Your output should consist of the lines from the first line of the records below through the one with "target | green trash bin", exactly, minus the pictures.

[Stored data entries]
_ _ _ _ _

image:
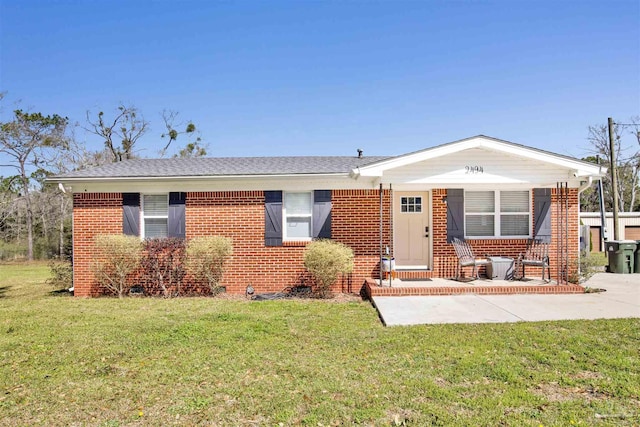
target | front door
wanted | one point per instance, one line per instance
(411, 228)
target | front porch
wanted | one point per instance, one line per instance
(440, 286)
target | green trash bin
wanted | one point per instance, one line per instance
(621, 256)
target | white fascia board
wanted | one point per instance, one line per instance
(582, 169)
(287, 183)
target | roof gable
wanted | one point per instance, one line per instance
(223, 167)
(577, 167)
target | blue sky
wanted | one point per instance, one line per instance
(327, 77)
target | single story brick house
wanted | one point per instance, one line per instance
(493, 193)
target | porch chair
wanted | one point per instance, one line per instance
(466, 258)
(536, 255)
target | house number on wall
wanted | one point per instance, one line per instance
(473, 169)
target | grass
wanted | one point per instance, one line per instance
(192, 361)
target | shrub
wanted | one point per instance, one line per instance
(325, 260)
(588, 264)
(206, 257)
(163, 264)
(118, 256)
(61, 275)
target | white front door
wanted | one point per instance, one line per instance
(411, 228)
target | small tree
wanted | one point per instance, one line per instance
(325, 260)
(206, 257)
(163, 263)
(118, 256)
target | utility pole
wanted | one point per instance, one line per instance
(614, 181)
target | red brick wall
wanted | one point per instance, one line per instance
(445, 260)
(240, 216)
(93, 214)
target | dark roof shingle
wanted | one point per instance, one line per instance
(225, 166)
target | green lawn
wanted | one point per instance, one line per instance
(190, 361)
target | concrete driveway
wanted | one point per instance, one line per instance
(621, 299)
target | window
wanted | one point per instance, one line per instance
(497, 213)
(155, 215)
(297, 212)
(411, 204)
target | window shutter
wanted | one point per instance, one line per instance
(176, 220)
(542, 214)
(455, 214)
(273, 218)
(322, 214)
(131, 214)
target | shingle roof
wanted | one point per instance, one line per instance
(224, 166)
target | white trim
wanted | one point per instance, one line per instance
(285, 238)
(144, 217)
(497, 214)
(578, 168)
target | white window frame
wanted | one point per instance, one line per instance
(144, 217)
(413, 204)
(497, 214)
(285, 216)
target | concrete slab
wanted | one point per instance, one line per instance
(620, 300)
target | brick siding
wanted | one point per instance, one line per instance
(239, 215)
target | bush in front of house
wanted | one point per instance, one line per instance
(325, 260)
(206, 257)
(163, 265)
(117, 257)
(61, 275)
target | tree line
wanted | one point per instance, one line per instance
(35, 217)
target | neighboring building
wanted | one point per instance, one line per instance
(628, 226)
(494, 193)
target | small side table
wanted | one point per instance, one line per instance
(500, 268)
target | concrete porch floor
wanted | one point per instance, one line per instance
(620, 299)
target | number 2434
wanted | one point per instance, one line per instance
(473, 169)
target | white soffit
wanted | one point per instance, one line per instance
(579, 168)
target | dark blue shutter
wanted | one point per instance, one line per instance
(542, 214)
(322, 214)
(176, 221)
(131, 214)
(273, 218)
(455, 214)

_ _ _ _ _

## ANSWER:
image:
target | front door
wanted | one point per instance, one line per instance
(411, 228)
target | front porch
wanted | one point per instance, one line per instance
(440, 286)
target | green trash bin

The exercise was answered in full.